___ Material for the task
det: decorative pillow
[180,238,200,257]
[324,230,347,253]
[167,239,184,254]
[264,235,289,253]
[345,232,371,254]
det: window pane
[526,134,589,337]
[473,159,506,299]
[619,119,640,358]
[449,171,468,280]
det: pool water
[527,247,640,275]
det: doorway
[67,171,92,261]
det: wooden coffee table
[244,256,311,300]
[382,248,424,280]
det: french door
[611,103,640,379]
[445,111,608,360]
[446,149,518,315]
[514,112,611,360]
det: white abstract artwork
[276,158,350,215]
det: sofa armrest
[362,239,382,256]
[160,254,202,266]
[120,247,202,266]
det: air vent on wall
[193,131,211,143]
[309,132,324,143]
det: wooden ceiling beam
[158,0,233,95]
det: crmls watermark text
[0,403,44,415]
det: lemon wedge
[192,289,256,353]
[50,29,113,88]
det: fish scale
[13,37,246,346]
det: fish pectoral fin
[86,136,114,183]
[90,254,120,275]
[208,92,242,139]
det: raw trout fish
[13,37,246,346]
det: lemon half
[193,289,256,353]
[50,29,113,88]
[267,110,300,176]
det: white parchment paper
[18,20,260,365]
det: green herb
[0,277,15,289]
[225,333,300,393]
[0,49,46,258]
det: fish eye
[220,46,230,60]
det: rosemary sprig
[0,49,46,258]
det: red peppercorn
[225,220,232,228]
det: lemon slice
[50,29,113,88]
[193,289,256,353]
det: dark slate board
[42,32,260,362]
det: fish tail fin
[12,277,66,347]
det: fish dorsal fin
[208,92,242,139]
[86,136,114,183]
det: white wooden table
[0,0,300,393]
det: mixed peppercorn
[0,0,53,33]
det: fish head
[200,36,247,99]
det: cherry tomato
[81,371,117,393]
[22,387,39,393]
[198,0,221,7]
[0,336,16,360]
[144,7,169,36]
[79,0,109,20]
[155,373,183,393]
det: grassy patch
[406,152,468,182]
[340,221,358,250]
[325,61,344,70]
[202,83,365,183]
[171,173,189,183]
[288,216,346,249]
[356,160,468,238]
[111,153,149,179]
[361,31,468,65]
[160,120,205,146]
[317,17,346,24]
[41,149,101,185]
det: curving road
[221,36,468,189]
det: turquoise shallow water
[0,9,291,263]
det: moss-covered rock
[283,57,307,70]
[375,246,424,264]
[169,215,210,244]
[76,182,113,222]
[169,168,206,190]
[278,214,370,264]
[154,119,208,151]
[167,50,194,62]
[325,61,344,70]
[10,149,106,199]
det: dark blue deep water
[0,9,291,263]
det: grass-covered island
______
▶ Aim
How many lines in the items above contain the word "dark"? Reply with the number only.

▶ Response for this exercise
2